● **Exercise**: Quote the listing below in full and exactly as written, but omit every picture.

● **Material for the task**:
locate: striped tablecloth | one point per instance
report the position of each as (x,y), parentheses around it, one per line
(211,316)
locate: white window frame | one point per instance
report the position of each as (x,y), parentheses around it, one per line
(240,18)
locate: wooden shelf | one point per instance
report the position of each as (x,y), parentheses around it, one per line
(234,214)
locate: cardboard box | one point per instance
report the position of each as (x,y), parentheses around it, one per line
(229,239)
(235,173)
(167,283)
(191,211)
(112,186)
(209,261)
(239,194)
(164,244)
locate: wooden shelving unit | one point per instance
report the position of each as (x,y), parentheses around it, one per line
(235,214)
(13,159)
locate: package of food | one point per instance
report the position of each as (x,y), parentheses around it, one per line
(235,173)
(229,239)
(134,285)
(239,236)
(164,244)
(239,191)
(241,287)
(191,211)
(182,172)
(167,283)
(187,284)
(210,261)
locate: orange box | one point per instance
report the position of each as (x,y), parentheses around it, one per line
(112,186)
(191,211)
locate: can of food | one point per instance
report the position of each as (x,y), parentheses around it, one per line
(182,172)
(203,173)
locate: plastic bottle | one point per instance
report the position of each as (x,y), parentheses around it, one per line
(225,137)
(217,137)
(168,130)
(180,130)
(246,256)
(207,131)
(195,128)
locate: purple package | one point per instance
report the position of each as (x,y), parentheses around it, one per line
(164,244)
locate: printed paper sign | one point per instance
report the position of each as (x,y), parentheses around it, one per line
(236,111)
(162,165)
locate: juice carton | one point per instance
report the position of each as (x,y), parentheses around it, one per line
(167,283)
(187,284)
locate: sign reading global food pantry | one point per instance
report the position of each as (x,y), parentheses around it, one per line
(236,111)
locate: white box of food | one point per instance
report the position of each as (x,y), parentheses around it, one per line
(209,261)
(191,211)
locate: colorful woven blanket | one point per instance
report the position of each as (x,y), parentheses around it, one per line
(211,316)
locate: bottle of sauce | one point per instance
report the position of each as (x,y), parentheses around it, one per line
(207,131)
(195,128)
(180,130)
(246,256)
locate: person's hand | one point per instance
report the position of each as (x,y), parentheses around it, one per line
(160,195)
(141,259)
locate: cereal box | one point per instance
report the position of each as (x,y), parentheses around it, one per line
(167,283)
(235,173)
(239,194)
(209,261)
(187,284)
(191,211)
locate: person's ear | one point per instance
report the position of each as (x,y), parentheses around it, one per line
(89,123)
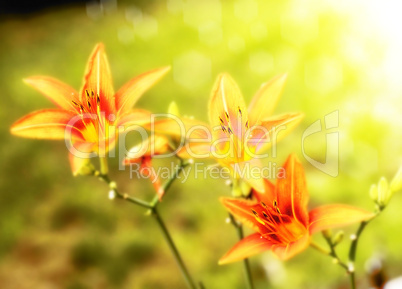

● **Your response**:
locate: striped tablecloth | one point per instance
report the position of each as (x,y), parentheses around it, one per line
(211,316)
locate: white window frame | one point per instance
report the position of each as (x,y), parentheses around it, one per line
(240,18)
locate: wooden shelf | one point per instance
report the position of each as (x,y), parentheses around it, one per line
(234,214)
locate: cardboard box | one point per instance
report the position of each as (x,y), parentheses around it, one per line
(229,239)
(235,173)
(167,283)
(191,211)
(112,186)
(209,261)
(239,194)
(164,244)
locate: wooden shelving unit | one point per instance
report the position of each as (x,y), parentheses around it, one per line
(235,214)
(13,159)
locate: package of food | one point per instance
report the position of each as (x,y), parentheses around it, one per line
(235,173)
(229,239)
(134,285)
(239,236)
(164,244)
(239,191)
(241,287)
(191,211)
(182,172)
(167,283)
(187,284)
(210,261)
locate: orange box | one point per instance
report the position of each as (x,y), parentheses around it, one per line
(112,186)
(191,211)
locate: can of food | one point per instance
report the position of each as (x,y), parentheses around it, one per line
(182,172)
(203,173)
locate: plastic bottle | one point per instance
report the position of each as (x,y), parentheses around it, one per line
(225,137)
(217,137)
(168,130)
(180,130)
(246,256)
(207,131)
(195,128)
locate: purple package | one point per instance
report the position of each as (x,y), parentheses around it, one per line
(164,244)
locate: printed paper sign | one point per instance
report the position of each as (x,y), parentheses around it, one per line
(236,111)
(162,165)
locate: juice carton | one point per instance
report the position of each as (x,y), parentheses around it, one per line
(167,283)
(187,284)
locate: sign reading global food pantry | one point per instance
report the position of each as (x,y), parentheses around it, one per line
(236,111)
locate: white box of food | one point per instance
report the position of each as (x,y), parentheses around it, one per line
(209,261)
(191,211)
locate: colorful woven blanket | one point per instance
report the position of each as (x,y), parentheses around it, one per line
(211,316)
locate: bottle of sauce | one point per instance
report the position of each as (x,y), parentheses around it, one per line
(207,131)
(195,128)
(180,130)
(246,256)
locate: person's hand | one point per instance
report the position of each as (x,y), parentheses around it, one per line
(160,195)
(141,259)
locate: cereal box | one point per instance
report the position of each as (x,y), parentheses around it, one per line
(167,283)
(235,173)
(239,194)
(209,261)
(187,284)
(191,211)
locate: person's ear | one point per instance
report the position of each as (x,y), parentheses around it, one per line
(89,123)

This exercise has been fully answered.